*WORK TO BE COMPLETED*. Pull out every line in the data that has the string "ceiling" in it.

== AVAILABLE DATA

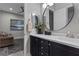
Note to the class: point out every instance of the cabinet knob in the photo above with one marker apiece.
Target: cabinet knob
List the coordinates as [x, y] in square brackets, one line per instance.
[42, 41]
[42, 53]
[42, 47]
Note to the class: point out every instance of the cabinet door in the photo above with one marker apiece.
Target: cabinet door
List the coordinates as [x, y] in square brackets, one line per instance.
[34, 46]
[57, 50]
[44, 48]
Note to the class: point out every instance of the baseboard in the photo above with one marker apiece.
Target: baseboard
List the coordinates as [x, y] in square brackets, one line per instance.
[18, 37]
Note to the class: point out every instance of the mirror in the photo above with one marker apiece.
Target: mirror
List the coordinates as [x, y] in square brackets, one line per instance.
[58, 16]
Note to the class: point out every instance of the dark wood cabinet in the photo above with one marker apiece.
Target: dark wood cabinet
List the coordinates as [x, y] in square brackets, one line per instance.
[42, 47]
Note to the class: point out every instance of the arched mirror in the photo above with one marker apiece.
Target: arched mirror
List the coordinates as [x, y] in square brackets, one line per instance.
[58, 15]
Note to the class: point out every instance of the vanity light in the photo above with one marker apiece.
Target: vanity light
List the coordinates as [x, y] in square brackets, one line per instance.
[33, 14]
[44, 5]
[10, 9]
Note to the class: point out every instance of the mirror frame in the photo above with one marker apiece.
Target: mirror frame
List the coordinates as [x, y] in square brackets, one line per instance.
[68, 17]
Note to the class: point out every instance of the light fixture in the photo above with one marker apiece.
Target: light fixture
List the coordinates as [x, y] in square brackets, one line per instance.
[33, 14]
[11, 9]
[44, 5]
[47, 4]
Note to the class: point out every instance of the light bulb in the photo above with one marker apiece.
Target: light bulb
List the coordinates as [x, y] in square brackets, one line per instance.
[44, 5]
[33, 14]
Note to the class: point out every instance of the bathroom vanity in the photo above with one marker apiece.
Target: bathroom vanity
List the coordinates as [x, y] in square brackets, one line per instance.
[49, 45]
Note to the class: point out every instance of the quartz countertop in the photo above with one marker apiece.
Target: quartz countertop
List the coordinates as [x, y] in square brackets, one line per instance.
[73, 42]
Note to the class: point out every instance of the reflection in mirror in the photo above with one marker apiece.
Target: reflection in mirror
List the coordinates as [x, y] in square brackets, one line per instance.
[58, 16]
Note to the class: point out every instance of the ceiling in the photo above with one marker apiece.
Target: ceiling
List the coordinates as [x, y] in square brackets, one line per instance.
[14, 6]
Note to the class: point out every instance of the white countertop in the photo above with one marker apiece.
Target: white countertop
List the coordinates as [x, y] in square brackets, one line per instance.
[73, 42]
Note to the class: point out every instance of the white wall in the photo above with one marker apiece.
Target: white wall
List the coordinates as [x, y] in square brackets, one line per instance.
[5, 24]
[30, 8]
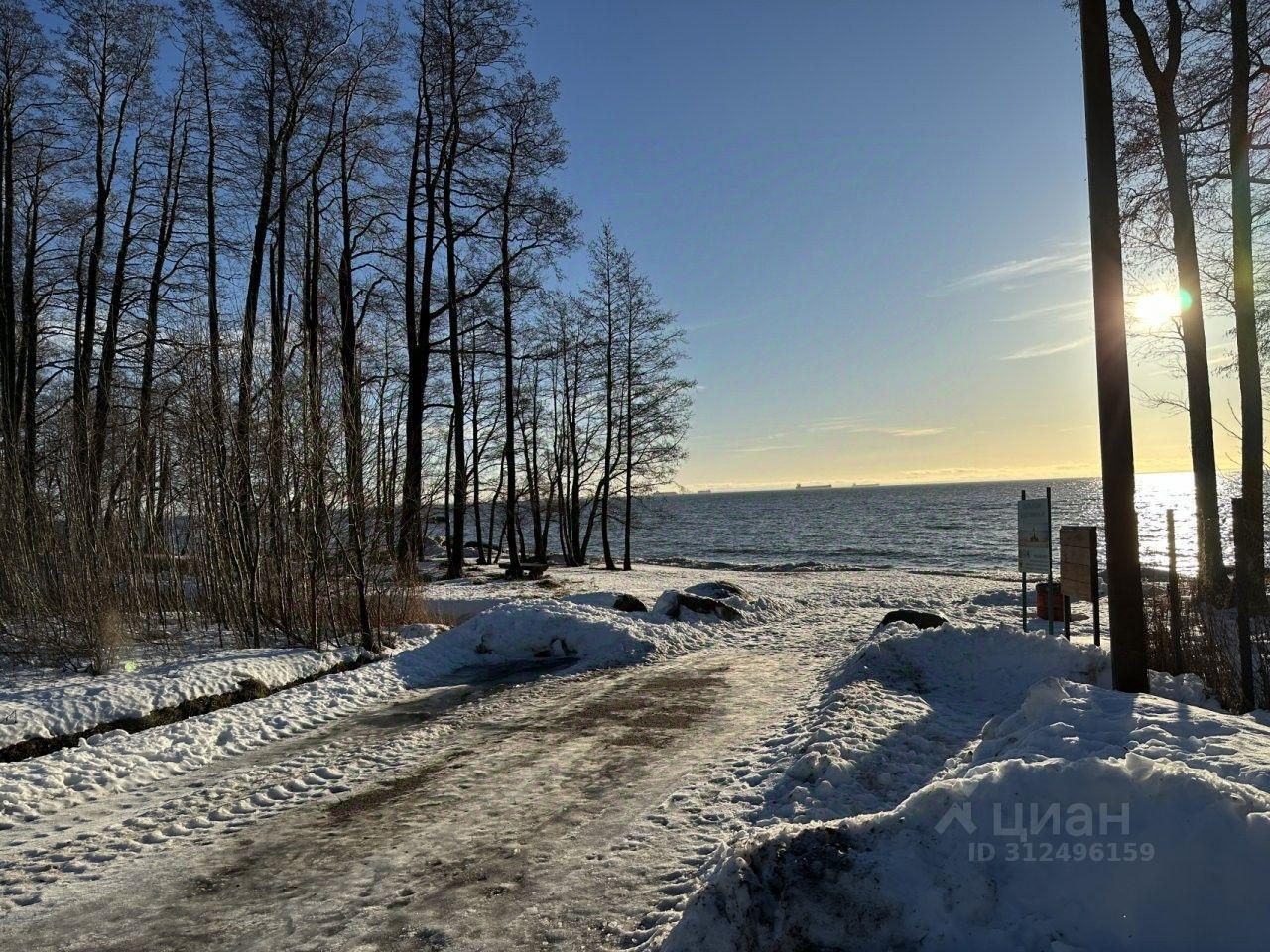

====

*RESULT*.
Note to the class: point out every instance of the ceiling in the photo above with one marker apiece.
Target: ceiling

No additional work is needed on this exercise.